> Stated task 1:
How many lines of the entries below contain the word "wire"? Reply with the number alone.

> Excerpt to read:
▽

[AArch64][GlobalISel] Implement partial support for G_SHUFFLE_VECTOR

This change makes some basic type combinations for G_SHUFFLE_VECTOR legal, and implements them with a very pessimistic TBL2 instruction in the selector. For TBL2, support is also needed to generate constant pool entries and load from them in order to materialize the mask register. Currently supports <2 x s64> and <4 x s32> result types. Differential Revision: https://reviews.llvm.org/D58466 llvm-svn: 354521
2019-02-20 22:11:39 +00:00 · 2019-02-20 22:11:39 +00:00 · a946d057b4
parent 55cc7eb5cb
commit a946d057b4
5 changed files with 359 additions and 1 deletions
--- a/llvm/lib/Target/AArch64/AArch64InstructionSelector.cpp
+++ b/llvm/lib/Target/AArch64/AArch64InstructionSelector.cpp
@ -23,6 +23,7 @@
 #include "llvm/CodeGen/GlobalISel/MachineIRBuilder.h"
 #include "llvm/CodeGen/GlobalISel/Utils.h"
 #include "llvm/CodeGen/MachineBasicBlock.h"
+#include "llvm/CodeGen/MachineConstantPool.h"
 #include "llvm/CodeGen/MachineFunction.h"

△

> Records for processing:
▽

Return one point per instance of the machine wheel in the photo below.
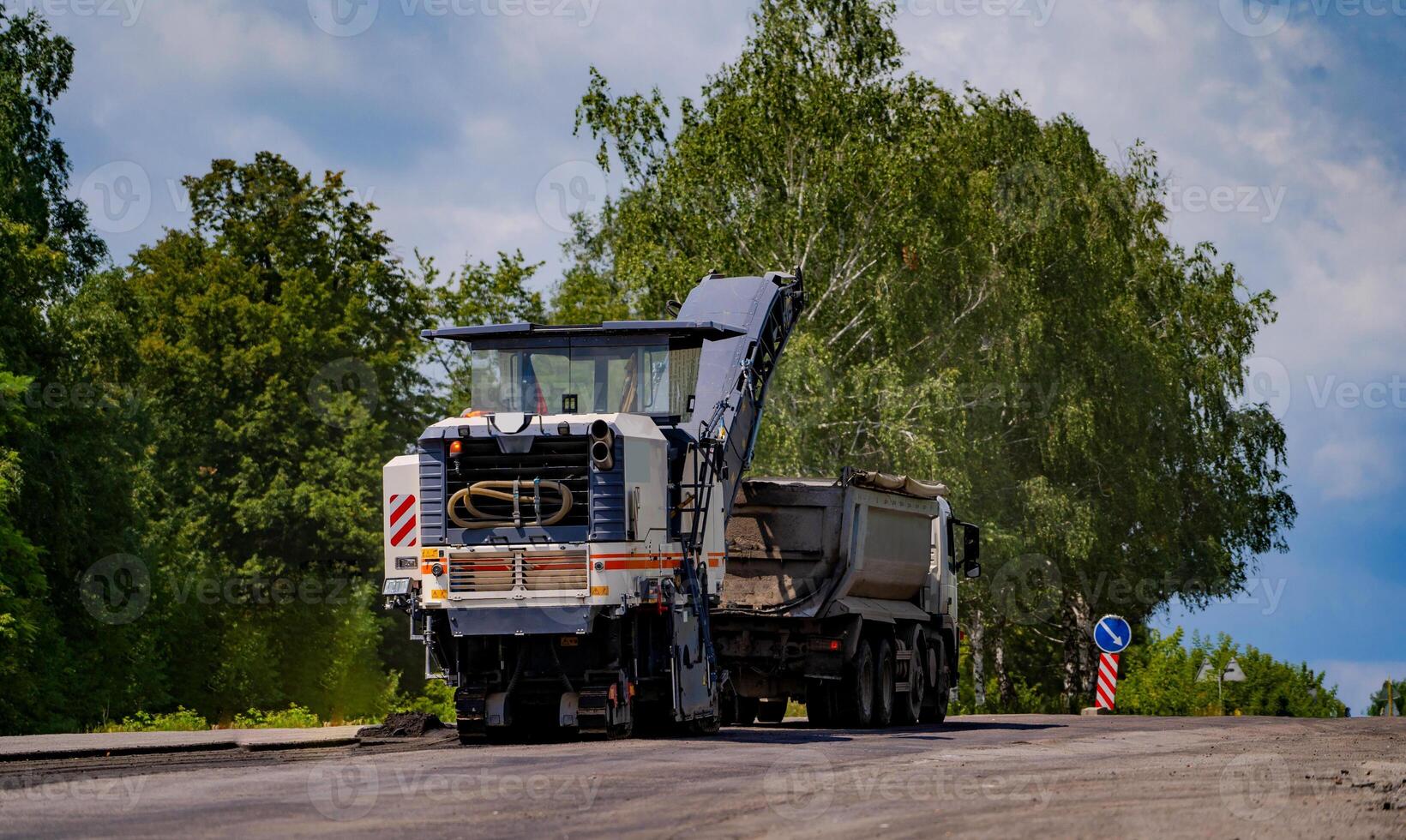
(468, 705)
(820, 703)
(883, 683)
(605, 714)
(709, 725)
(856, 692)
(907, 705)
(772, 711)
(935, 710)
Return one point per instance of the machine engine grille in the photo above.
(478, 573)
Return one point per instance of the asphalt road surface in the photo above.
(982, 776)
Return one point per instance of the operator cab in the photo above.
(613, 369)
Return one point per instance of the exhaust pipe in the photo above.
(602, 446)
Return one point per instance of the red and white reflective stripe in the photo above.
(1107, 680)
(402, 520)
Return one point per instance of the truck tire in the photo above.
(820, 703)
(883, 683)
(935, 710)
(772, 711)
(856, 692)
(907, 705)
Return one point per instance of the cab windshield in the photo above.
(580, 378)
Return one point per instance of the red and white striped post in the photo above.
(1107, 680)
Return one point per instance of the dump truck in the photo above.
(562, 545)
(843, 595)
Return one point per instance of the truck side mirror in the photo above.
(970, 543)
(970, 549)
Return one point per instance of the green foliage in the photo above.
(294, 717)
(182, 719)
(993, 305)
(1397, 697)
(1160, 679)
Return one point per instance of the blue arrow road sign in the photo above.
(1113, 633)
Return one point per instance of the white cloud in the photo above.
(1351, 468)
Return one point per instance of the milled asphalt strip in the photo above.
(43, 747)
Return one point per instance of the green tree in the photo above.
(63, 461)
(993, 303)
(1397, 697)
(1160, 677)
(276, 350)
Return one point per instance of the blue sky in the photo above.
(1280, 127)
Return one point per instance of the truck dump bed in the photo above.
(814, 548)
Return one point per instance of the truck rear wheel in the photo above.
(883, 683)
(935, 708)
(907, 705)
(856, 693)
(772, 711)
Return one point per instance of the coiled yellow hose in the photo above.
(492, 490)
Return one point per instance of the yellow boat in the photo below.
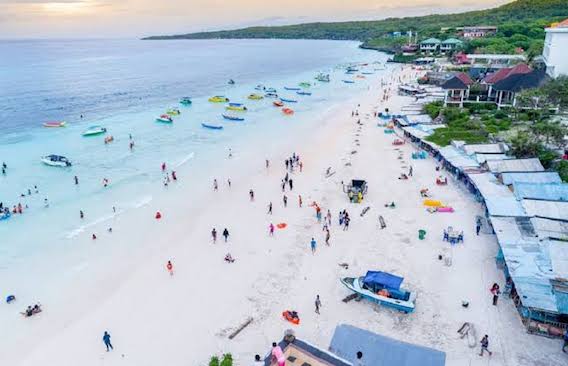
(218, 99)
(255, 97)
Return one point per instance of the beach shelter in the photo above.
(379, 350)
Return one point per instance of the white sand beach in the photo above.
(158, 319)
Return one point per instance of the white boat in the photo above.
(56, 160)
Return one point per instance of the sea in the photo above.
(124, 85)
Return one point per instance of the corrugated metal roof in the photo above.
(379, 350)
(539, 191)
(515, 165)
(458, 158)
(548, 209)
(533, 177)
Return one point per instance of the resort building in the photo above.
(431, 45)
(555, 51)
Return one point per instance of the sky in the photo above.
(137, 18)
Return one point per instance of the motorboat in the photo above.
(164, 118)
(94, 131)
(185, 101)
(219, 99)
(382, 288)
(54, 124)
(211, 127)
(56, 160)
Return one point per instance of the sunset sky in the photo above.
(134, 18)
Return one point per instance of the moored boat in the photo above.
(56, 160)
(94, 131)
(382, 288)
(219, 99)
(185, 101)
(211, 127)
(54, 124)
(164, 118)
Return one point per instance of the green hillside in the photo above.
(372, 33)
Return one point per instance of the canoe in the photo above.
(382, 288)
(94, 131)
(232, 118)
(288, 100)
(52, 124)
(219, 99)
(211, 127)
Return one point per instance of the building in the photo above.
(478, 32)
(450, 45)
(430, 45)
(555, 51)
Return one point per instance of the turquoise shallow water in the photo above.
(124, 86)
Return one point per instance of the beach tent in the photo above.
(379, 350)
(377, 278)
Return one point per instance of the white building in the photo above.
(555, 51)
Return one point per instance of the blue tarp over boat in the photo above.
(373, 278)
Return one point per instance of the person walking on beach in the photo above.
(318, 304)
(170, 268)
(485, 345)
(313, 245)
(226, 234)
(106, 340)
(495, 291)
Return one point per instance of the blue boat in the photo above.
(211, 127)
(288, 100)
(382, 288)
(233, 118)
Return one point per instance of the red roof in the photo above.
(506, 72)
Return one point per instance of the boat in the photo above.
(164, 118)
(219, 99)
(185, 101)
(236, 107)
(94, 131)
(173, 112)
(324, 78)
(232, 118)
(53, 124)
(255, 97)
(288, 100)
(382, 288)
(56, 160)
(211, 127)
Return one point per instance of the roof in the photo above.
(518, 82)
(556, 210)
(534, 177)
(431, 41)
(379, 350)
(515, 165)
(499, 200)
(539, 191)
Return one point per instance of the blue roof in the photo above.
(379, 350)
(538, 191)
(383, 279)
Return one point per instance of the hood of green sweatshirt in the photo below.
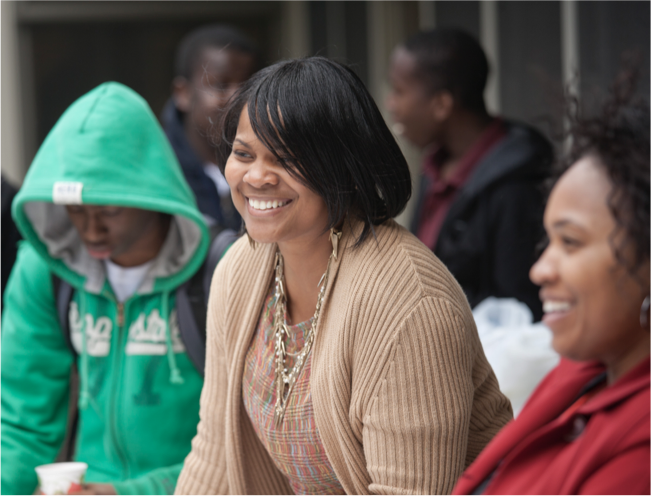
(108, 149)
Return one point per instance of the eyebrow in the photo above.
(246, 145)
(566, 222)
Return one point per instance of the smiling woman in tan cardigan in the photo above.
(386, 389)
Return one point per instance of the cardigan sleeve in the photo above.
(416, 432)
(204, 471)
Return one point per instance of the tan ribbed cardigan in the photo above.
(403, 396)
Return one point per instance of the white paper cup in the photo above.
(59, 479)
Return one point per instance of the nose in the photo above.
(544, 271)
(390, 102)
(93, 229)
(260, 174)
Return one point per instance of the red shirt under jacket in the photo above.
(603, 448)
(442, 192)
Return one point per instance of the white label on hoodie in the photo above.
(67, 193)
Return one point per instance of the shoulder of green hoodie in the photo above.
(35, 359)
(88, 175)
(34, 375)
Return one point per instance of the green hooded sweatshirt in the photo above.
(139, 392)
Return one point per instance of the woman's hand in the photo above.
(96, 490)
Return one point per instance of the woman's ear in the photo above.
(182, 94)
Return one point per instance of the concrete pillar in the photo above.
(11, 143)
(489, 33)
(570, 45)
(294, 29)
(388, 25)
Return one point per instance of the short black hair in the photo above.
(453, 60)
(190, 48)
(316, 116)
(618, 135)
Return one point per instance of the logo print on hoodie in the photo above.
(98, 333)
(148, 336)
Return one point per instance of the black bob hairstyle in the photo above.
(318, 119)
(619, 137)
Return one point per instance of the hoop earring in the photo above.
(644, 312)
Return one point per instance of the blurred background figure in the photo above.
(479, 206)
(587, 428)
(211, 63)
(8, 234)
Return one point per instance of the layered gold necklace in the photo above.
(286, 378)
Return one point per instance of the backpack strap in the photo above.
(192, 300)
(63, 295)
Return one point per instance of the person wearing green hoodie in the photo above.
(105, 208)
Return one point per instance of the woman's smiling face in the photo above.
(275, 206)
(591, 302)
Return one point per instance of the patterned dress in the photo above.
(295, 447)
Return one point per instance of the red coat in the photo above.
(604, 448)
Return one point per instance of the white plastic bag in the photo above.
(519, 351)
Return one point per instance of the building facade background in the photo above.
(53, 51)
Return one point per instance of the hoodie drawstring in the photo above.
(175, 373)
(84, 394)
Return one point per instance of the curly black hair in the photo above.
(619, 136)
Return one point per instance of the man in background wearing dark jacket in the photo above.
(480, 204)
(8, 235)
(211, 63)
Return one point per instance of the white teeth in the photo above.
(265, 205)
(555, 306)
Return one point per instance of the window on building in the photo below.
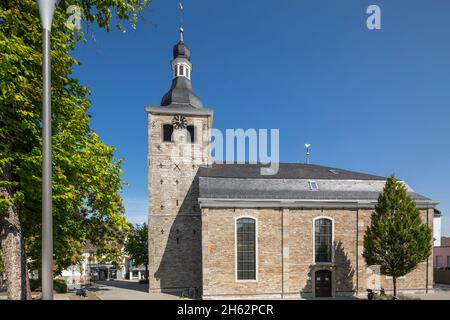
(323, 238)
(167, 132)
(439, 262)
(246, 249)
(313, 185)
(192, 132)
(181, 70)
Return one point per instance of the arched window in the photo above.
(246, 249)
(323, 240)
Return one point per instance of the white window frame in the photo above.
(314, 240)
(256, 251)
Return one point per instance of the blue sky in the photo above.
(371, 101)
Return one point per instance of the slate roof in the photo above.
(285, 171)
(181, 93)
(243, 181)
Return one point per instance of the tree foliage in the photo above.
(86, 174)
(136, 245)
(397, 240)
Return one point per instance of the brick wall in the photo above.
(285, 253)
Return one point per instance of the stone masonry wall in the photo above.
(285, 254)
(174, 214)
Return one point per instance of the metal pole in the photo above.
(47, 218)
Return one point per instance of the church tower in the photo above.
(179, 142)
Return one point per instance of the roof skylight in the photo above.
(313, 185)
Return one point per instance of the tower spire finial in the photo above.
(181, 21)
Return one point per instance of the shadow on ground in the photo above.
(122, 284)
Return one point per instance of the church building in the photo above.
(224, 231)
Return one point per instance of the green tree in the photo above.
(86, 174)
(397, 240)
(136, 246)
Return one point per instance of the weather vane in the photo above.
(181, 20)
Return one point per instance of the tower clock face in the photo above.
(179, 122)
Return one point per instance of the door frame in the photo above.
(332, 269)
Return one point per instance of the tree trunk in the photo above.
(13, 252)
(394, 282)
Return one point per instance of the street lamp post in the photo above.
(46, 10)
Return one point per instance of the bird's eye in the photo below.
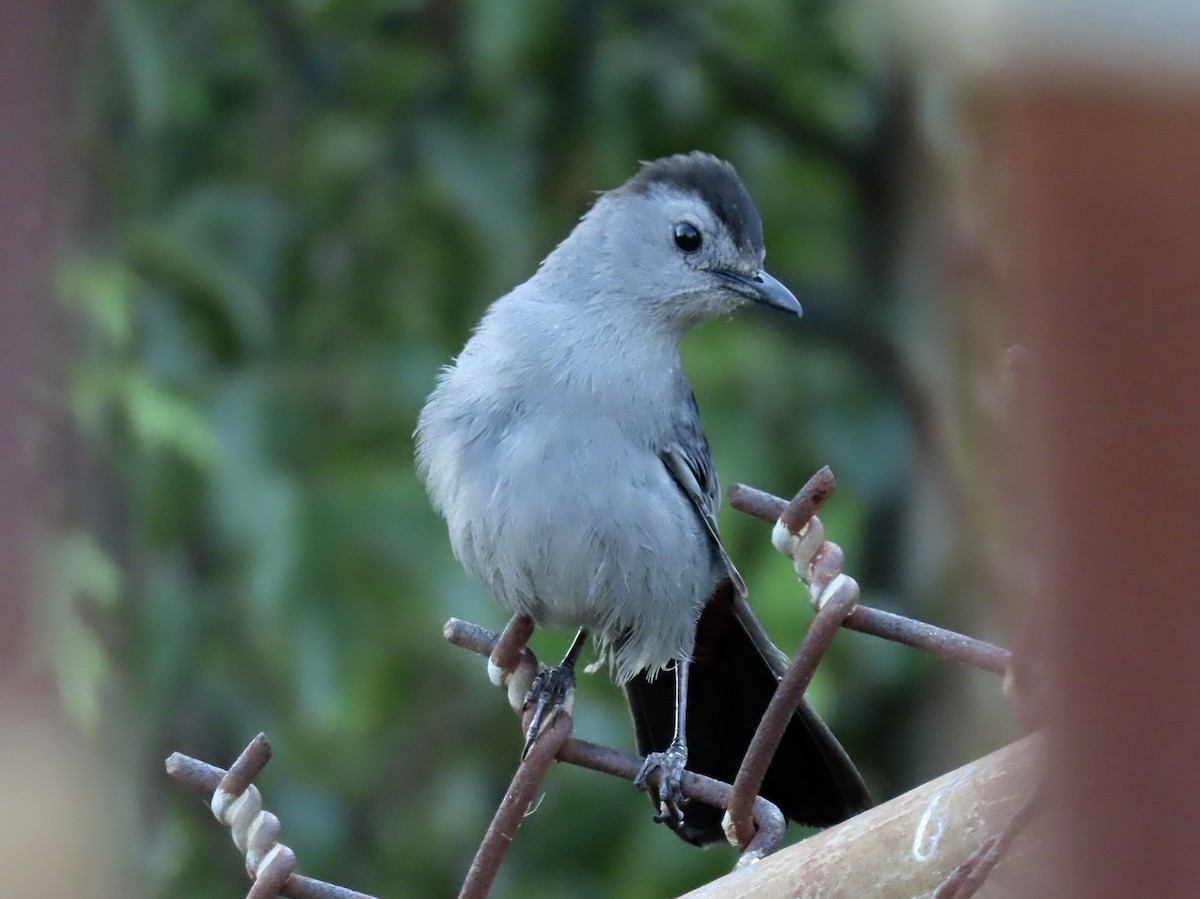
(688, 237)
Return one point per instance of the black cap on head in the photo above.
(714, 181)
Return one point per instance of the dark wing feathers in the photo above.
(690, 465)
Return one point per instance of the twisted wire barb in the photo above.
(237, 803)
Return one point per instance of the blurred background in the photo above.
(256, 233)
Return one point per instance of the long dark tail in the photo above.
(733, 675)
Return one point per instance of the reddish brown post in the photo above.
(1103, 178)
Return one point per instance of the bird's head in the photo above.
(681, 239)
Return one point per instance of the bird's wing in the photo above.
(690, 465)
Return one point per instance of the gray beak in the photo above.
(762, 288)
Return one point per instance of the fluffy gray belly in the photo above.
(591, 533)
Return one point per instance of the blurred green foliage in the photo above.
(297, 210)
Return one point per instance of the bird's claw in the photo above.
(670, 765)
(552, 689)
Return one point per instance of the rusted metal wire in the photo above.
(779, 712)
(832, 611)
(888, 625)
(237, 803)
(767, 819)
(514, 805)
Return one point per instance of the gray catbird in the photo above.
(564, 449)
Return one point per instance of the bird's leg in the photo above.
(671, 762)
(552, 688)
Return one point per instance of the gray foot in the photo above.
(670, 765)
(551, 691)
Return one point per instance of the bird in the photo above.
(564, 449)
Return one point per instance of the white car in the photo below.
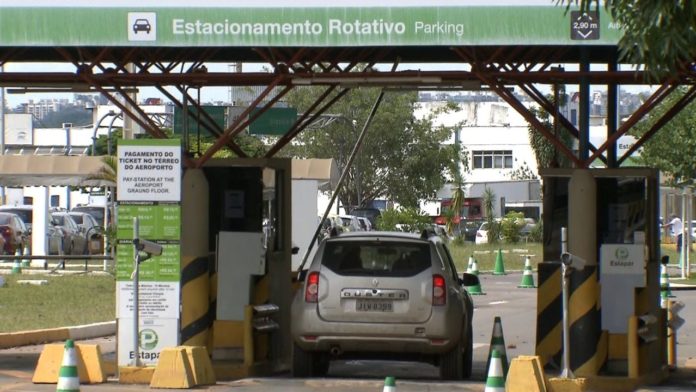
(351, 222)
(365, 223)
(482, 234)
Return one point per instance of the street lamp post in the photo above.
(96, 128)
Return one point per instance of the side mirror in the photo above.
(469, 280)
(664, 260)
(302, 275)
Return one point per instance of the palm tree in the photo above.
(108, 172)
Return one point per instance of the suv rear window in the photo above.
(376, 258)
(24, 213)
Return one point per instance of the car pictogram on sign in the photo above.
(141, 25)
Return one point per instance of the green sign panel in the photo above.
(217, 113)
(274, 121)
(160, 223)
(199, 26)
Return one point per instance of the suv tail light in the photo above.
(312, 287)
(439, 290)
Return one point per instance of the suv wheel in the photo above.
(302, 362)
(451, 363)
(321, 364)
(468, 355)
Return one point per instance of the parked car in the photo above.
(350, 223)
(370, 213)
(14, 232)
(74, 239)
(383, 295)
(469, 228)
(91, 230)
(26, 212)
(482, 234)
(365, 224)
(96, 211)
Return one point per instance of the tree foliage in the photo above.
(545, 152)
(671, 149)
(402, 157)
(411, 220)
(657, 33)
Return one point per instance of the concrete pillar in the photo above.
(584, 315)
(195, 281)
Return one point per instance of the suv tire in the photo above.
(468, 355)
(302, 362)
(452, 363)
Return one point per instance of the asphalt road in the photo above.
(515, 306)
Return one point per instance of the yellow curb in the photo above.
(525, 375)
(173, 370)
(201, 366)
(135, 375)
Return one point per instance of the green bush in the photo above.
(408, 219)
(510, 227)
(537, 235)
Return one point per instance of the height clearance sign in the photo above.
(149, 188)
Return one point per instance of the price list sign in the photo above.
(149, 188)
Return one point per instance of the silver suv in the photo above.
(386, 295)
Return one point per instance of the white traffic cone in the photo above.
(16, 265)
(527, 276)
(26, 263)
(470, 265)
(68, 380)
(389, 384)
(495, 380)
(474, 268)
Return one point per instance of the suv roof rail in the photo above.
(427, 233)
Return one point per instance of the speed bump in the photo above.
(526, 375)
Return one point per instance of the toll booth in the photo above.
(236, 259)
(617, 327)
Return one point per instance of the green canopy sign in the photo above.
(296, 26)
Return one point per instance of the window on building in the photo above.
(493, 159)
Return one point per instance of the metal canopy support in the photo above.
(612, 115)
(103, 69)
(661, 93)
(668, 115)
(356, 148)
(584, 111)
(507, 96)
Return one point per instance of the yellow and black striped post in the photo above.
(586, 355)
(196, 313)
(549, 314)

△

> Stated task 2:
Can you reproduce the entire commit page above, word for word and with nothing changed?

> Problem solution 1:
2

> Problem solution 2:
[AArch64][GlobalISel] Implement partial support for G_SHUFFLE_VECTOR

This change makes some basic type combinations for G_SHUFFLE_VECTOR legal, and implements them with a very pessimistic TBL2 instruction in the selector. For TBL2, support is also needed to generate constant pool entries and load from them in order to materialize the mask register. Currently supports <2 x s64> and <4 x s32> result types. Differential Revision: https://reviews.llvm.org/D58466 llvm-svn: 354521
2019-02-20 22:11:39 +00:00 · 2019-02-20 22:11:39 +00:00 · a946d057b4
parent 55cc7eb5cb
commit a946d057b4
5 changed files with 359 additions and 1 deletions
--- a/llvm/lib/Target/AArch64/AArch64InstructionSelector.cpp
+++ b/llvm/lib/Target/AArch64/AArch64InstructionSelector.cpp
@ -23,6 +23,7 @@
 #include "llvm/CodeGen/GlobalISel/MachineIRBuilder.h"
 #include "llvm/CodeGen/GlobalISel/Utils.h"
 #include "llvm/CodeGen/MachineBasicBlock.h"
+#include "llvm/CodeGen/MachineConstantPool.h"
 #include "llvm/CodeGen/MachineFunction.h"